* START Dataset content *

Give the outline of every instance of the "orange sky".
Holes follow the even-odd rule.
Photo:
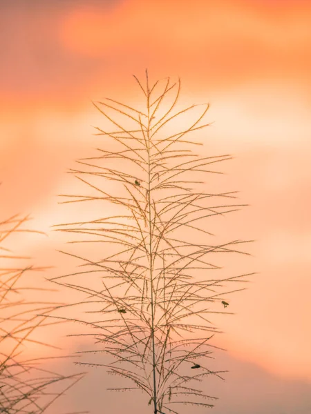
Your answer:
[[[308,0],[1,1],[1,218],[30,213],[45,230],[62,221],[64,171],[98,142],[91,101],[136,102],[131,75],[147,67],[153,80],[180,76],[186,105],[211,104],[203,150],[234,154],[223,184],[251,204],[228,231],[257,240],[241,268],[261,273],[232,296],[238,315],[219,341],[311,382],[310,21]],[[18,253],[48,259],[50,239]]]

* END Dataset content *

Task brief —
Recast the items above as a two-column CSV headed item and answer, with one row per item. Put each item's text and its answer in a single quoted field, turn line breaks into spaces, and leave out the pictures.

Exercise output —
item,answer
"Give the outline of every instance of the ""orange sky"". Holes follow the even-odd rule. Photo: Your answer:","[[[308,0],[1,1],[1,218],[30,213],[45,230],[62,221],[64,171],[98,142],[91,101],[136,102],[131,75],[147,67],[153,80],[180,76],[186,105],[211,104],[203,150],[234,154],[223,184],[251,204],[228,231],[257,240],[241,268],[261,273],[232,296],[238,315],[219,341],[311,382],[310,21]],[[18,253],[48,259],[50,239]]]"